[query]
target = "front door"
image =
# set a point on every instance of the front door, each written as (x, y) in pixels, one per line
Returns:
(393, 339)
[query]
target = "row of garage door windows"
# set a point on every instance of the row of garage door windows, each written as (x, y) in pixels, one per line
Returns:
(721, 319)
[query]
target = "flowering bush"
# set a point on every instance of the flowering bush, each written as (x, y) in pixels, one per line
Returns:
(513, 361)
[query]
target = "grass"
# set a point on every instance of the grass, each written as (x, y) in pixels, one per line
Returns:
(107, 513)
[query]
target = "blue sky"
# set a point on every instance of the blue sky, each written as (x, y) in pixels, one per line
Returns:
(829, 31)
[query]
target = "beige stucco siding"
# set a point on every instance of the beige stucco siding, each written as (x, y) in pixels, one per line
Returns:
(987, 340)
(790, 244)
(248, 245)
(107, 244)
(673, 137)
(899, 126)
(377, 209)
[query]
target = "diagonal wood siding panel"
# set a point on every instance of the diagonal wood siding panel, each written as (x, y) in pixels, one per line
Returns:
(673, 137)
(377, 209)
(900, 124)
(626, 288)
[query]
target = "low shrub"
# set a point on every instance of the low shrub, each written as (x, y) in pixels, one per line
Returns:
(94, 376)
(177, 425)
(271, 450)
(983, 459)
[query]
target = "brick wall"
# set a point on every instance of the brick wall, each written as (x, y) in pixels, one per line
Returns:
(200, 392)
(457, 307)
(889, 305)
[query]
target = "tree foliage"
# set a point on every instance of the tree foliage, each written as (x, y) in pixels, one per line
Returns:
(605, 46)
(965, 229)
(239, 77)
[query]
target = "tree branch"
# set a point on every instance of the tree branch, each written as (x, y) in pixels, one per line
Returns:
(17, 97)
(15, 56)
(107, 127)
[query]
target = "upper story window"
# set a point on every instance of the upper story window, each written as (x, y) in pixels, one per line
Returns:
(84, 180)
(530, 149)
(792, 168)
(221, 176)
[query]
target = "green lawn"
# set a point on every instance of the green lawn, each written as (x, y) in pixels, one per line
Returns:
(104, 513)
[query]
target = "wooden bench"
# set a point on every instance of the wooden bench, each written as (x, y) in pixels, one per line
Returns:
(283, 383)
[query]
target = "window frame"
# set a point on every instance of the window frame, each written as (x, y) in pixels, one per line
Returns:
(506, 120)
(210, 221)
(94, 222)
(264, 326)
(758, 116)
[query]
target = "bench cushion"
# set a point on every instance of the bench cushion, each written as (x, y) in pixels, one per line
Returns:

- _The problem_:
Where the line containing "# set a point on every instance of the bench" appears, start copying, and go on exactly through the last line of the data.

- _Response for this exercise_:
# set a point on every instance of the bench cushion, each written as (x, y) in pixels, one per line
Returns:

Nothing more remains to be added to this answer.